Passage:

====================

Maggie Hassan Caught Asleep At The Wheel Again

As New Hampshire governor Maggie Hassan persists with her will-she-or-won’t-she consideration of a potential U.S. Senate run, she continues to be checked out of her day job.

The latest example of Hassan’s absentee governorship – which includes a muddled response to the state’s heroin crisis and completely mismanaging the fallout from her budget veto – is her failure to appoint a functional patient advocate to New Hampshire’s medical marijuana advisory council despite repeated requests. The position is especially important as the state readies to open its first dispensaries in a few months. The Concord Monitor reports:

While [patient Chris Lopez], and other patients, come to Concord to raise those kinds of concerns at legislative hearings, patients don’t have a formal voice on a key state advisory council that is overseeing implementation of the medical marijuana law.

Why not?

The state’s 16-member Therapeutic Cannabis Advisory Council is supposed to help develop rules around the use of medical marijuana, and one of the group’s primary tasks is to collect information from patients and gauge their satisfaction with the program.

But the one council member who qualifies to use medical marijuana, and is supposed to represent the state’s patient community on the advisory board, hasn’t come to a single meeting since Gov. Maggie Hassan named her to the oversight group in 2013, according to meeting minutes.

The absence means that no one serving on the advisory council – set to meet this afternoon for the first time since January – speaks on behalf of the community of patients who qualify to use medical marijuana.

Despite inquiries from patient advocates and members of the council, Hassan’s office hasn’t replaced the representative.

Hassan’s fellow Democrats flagged the issue for the governor’s office last year:

Concerns about attendance surfaced at a meeting in mid-2014, when Chairman Rep. James MacKay told the council he had asked Hassan’s office about Kilar’s status, “but had not received a response about any new appointments,” according to minutes from the June meeting.

“The best we can do is tell the governor’s office the person isn’t showing up,” MacKay, a Concord Democrat, said recently. “As far as I know, that’s been conveyed.”

But apparently nothing got done.

As has frequently become the case with Hassan’s administration, it takes a bad news story that threaten her political ambitions for her office to get around to doing something:

Hassan’s spokesman, William Hinkle, said the office shares the council’s attendance concerns.

====================

(Photo-based referring expression data)
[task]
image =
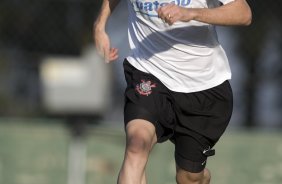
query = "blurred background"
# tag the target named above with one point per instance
(61, 110)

====================

Task details: Copy the article about Governor Maggie Hassan from "The absence means" to "nothing got done.".

Solution below:
The absence means that no one serving on the advisory council – set to meet this afternoon for the first time since January – speaks on behalf of the community of patients who qualify to use medical marijuana.

Despite inquiries from patient advocates and members of the council, Hassan’s office hasn’t replaced the representative.

Hassan’s fellow Democrats flagged the issue for the governor’s office last year:

Concerns about attendance surfaced at a meeting in mid-2014, when Chairman Rep. James MacKay told the council he had asked Hassan’s office about Kilar’s status, “but had not received a response about any new appointments,” according to minutes from the June meeting.

“The best we can do is tell the governor’s office the person isn’t showing up,” MacKay, a Concord Democrat, said recently. “As far as I know, that’s been conveyed.”

But apparently nothing got done.